> _WHAT YOU WILL DO_:
Answer these from the text about Parrish:
(a) Which university granted her a Ph.D. in English, and in what year?
(b) What did she always keep in her pocket while waiting in the aircraft hangar?
(c) In what year did she join the Smith College faculty?

> _TEXT SEGMENT_:
Her love of literature remained constant throughout her early life, leading her to want to study far from home: a place, she joked, where she could “experience all four seasons.” 

“Growing up on a small island, I always knew I wanted to branch out and I always knew I wanted to study literature,” said Parrish. “It was really important to me, even though I love my home state, to experience a world outside of island life.” 

In the late ’90s, as her time in high school drew to a close, she found herself searching for an opportunity to go to a college far away.  

“My parents were really big into the idea of me going into the military [to pay for school],” she said. Her parents thought the military would just “be a career that would help [her] pay for college and allow [her] to see the world.” But, following 9/11, which happened during her senior year at West Point, her military career became far different than originally anticipated. 

Suddenly, Parrish, a young scholar of literature, was now a “parachute rigger” as America became engaged in two wars by 2003. 

“I would sit in an aircraft hanger for hours and hours […] just waiting to jump out of planes and make sure that our parachutes were working,” she said. “But, I always had a book of essays in my pocket. So there was a way in which I was still really thinking about literature the entire time even though I was in a uniform.”

She remarked that her time in the military was “really special” to her on a personal level. “It’s very much in the past now […] but I refer back to my time in the military as this touchstone for trying to remind myself of the world outside of academia from which I came.”

To remind her of that time, Parrish keeps a picture of her and her military friends on her bookshelf in her office, alongside a miniature cargo delivery system, a gift made by her colleagues before she left. 

After her time in the military, Parrish received her master’s at Georgetown in 2009, continuing her desire to study far from Hawaii. Afterward, she ventured to Boston, teaching ROTC at Boston College. She rejoined the military after her time at Boston College, applying to Ph.D. programs while in Kuwait. She received her Ph.D. in English from Rutgers University in 2020.

“[Academia] is truly my second career […] I wouldn’t trade any of it. I learned a lot. I matured a lot. I think I have some general skills and resilience just from having bounced around a lot of places.”

Parrish joined the Smith College faculty in 2021 as a member of the English Language & Literature Department. She hopes to use her varied life experiences prior to her work at Smith to inform her teaching and research. 

“My research tends to have an autobiographical piece to it and reflects on my time in the military,” said Parrish.

“The research I do is super important, but I also always want to keep in mind: who am I doing this for? […] My research is about being critical of a history of national security poets have been critical of for a long time. When I think about that and write my research about it I think a lot about who I served with, too. […] I use that to keep myself grounded.”

She reminds students that “having a less than clean trajectory to wherever it is you want to be is not only okay, but maybe a good thing.”

> _STORED DATA_:
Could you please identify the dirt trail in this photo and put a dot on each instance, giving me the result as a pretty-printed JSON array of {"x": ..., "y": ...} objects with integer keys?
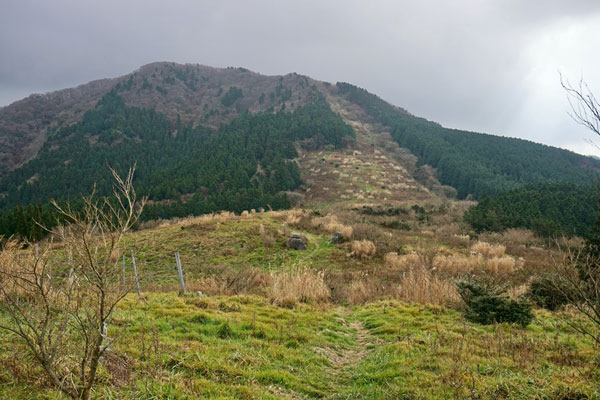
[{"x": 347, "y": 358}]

---

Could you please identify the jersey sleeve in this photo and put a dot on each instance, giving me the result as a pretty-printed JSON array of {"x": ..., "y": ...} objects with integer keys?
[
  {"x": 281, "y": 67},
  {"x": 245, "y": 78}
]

--

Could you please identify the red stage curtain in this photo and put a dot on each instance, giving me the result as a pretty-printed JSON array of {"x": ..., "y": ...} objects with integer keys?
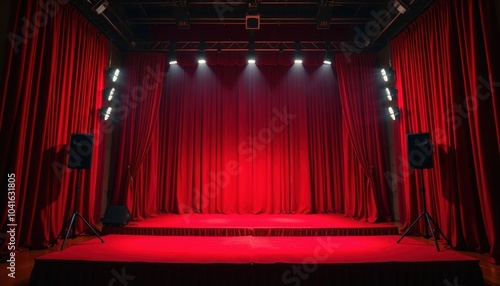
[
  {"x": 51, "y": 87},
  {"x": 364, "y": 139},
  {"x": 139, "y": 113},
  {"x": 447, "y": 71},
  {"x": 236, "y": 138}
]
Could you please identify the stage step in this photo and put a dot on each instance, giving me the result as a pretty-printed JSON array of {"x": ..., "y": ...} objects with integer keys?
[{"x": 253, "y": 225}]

> _TASK OUTPUT_:
(a) Rutgers University, in 2020.
(b) A book of essays.
(c) 2021.